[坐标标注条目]
---

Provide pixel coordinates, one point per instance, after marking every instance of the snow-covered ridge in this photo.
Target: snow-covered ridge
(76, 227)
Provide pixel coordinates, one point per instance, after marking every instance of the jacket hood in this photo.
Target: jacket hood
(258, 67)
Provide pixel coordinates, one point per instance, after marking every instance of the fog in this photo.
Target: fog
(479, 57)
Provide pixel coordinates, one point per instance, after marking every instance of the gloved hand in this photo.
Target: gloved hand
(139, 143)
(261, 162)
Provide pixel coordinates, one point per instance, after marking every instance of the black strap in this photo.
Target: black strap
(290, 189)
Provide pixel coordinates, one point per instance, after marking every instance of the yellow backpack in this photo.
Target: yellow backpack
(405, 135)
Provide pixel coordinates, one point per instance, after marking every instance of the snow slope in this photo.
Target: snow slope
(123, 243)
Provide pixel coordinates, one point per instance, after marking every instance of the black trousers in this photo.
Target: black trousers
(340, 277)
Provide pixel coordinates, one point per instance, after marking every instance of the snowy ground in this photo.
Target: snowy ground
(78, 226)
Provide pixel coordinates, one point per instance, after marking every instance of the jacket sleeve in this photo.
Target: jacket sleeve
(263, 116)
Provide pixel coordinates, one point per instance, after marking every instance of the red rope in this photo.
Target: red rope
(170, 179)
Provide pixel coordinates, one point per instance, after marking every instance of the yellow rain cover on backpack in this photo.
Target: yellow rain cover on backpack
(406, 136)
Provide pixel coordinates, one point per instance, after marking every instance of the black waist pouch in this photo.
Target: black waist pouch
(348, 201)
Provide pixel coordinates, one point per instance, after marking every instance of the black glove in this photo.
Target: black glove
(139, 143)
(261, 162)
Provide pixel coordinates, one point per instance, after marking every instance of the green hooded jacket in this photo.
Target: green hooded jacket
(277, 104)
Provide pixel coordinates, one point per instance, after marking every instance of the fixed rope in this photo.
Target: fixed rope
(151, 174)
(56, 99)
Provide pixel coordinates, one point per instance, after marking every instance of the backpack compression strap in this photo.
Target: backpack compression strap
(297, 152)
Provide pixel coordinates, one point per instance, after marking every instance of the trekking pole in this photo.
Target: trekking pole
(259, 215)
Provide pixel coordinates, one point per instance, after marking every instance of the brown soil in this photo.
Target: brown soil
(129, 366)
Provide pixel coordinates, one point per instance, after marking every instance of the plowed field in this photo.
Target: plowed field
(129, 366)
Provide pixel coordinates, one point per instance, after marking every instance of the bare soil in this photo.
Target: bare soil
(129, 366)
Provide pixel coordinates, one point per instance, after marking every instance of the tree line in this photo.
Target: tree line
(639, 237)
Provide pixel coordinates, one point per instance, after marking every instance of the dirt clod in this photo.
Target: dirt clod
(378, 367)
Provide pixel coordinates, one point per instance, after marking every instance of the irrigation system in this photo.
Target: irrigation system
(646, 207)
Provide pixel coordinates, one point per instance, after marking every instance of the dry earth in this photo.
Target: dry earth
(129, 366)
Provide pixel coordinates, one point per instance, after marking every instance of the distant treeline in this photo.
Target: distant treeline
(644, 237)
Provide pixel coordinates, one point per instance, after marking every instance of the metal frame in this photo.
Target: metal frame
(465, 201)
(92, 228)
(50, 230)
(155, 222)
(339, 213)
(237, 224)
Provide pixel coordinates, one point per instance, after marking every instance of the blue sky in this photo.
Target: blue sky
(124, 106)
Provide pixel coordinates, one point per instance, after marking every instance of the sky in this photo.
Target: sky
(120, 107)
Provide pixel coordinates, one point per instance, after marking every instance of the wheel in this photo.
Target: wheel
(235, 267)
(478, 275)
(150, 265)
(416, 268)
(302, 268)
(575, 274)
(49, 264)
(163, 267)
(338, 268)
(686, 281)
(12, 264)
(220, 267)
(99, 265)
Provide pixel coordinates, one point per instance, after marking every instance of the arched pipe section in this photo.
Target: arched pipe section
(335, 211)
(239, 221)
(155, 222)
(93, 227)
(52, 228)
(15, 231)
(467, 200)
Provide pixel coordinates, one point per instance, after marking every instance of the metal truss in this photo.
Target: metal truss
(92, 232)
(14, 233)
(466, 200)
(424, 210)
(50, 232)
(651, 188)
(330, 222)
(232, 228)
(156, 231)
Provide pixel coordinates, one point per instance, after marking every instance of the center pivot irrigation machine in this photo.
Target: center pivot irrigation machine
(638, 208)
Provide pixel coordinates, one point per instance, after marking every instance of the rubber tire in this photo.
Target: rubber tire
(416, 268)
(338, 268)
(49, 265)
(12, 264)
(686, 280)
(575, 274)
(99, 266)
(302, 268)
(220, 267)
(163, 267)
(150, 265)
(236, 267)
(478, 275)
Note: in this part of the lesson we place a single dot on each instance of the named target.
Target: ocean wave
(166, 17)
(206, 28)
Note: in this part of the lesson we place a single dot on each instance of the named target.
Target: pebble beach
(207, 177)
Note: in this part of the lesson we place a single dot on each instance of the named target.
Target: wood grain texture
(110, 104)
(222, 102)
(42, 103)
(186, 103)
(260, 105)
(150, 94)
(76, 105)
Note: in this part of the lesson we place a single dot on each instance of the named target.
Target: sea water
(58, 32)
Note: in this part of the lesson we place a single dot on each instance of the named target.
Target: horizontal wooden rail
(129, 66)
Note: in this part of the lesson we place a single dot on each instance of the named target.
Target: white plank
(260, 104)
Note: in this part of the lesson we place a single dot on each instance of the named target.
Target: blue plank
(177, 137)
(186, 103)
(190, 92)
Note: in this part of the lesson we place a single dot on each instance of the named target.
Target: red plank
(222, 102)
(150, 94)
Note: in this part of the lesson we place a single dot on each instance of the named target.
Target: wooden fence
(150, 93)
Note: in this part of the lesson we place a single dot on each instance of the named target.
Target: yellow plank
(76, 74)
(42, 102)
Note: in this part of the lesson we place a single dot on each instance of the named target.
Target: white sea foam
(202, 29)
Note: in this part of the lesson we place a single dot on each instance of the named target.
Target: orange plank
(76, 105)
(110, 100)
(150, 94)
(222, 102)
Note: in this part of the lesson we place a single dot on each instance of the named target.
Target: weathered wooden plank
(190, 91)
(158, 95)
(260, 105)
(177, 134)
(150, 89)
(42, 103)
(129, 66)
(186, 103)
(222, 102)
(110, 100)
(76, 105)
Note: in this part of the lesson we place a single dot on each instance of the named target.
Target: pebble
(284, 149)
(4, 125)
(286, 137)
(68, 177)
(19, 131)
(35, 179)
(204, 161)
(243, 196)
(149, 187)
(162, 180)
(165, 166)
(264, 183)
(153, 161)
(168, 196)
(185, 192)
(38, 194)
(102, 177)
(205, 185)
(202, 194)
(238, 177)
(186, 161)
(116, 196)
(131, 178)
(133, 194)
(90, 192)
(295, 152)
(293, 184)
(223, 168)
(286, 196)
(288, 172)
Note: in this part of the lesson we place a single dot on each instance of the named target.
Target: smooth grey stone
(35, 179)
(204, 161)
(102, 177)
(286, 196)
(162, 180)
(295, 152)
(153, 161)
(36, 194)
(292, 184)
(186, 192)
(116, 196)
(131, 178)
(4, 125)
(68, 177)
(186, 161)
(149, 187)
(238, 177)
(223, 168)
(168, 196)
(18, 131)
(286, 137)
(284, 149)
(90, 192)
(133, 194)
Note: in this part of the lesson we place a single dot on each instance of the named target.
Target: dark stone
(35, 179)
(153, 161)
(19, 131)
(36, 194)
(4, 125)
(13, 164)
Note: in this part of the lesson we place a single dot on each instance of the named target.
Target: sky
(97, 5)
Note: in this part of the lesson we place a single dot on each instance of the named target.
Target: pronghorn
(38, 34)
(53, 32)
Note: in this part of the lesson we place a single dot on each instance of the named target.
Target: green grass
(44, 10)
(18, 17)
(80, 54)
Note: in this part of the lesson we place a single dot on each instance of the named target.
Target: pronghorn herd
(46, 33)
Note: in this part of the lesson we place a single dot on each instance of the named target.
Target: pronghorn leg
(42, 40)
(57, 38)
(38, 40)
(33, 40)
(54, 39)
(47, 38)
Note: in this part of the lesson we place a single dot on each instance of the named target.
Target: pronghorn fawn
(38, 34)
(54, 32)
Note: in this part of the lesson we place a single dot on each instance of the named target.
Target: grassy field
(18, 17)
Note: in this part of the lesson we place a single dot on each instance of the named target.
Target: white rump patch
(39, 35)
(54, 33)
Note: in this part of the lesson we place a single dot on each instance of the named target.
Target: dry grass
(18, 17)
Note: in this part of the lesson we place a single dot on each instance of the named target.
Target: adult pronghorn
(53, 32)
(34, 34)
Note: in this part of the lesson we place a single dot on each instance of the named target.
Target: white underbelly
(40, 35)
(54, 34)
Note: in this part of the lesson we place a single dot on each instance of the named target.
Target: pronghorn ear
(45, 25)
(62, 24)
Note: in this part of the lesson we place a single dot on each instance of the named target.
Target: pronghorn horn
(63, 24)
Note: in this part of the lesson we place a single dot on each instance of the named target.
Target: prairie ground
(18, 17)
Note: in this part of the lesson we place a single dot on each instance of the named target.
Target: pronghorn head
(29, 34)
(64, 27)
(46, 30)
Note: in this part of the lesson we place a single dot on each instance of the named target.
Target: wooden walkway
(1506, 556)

---

任务:
统计上面的数据中有多少行包含字符串“dirt”，只写出这个数字。

练习结果:
2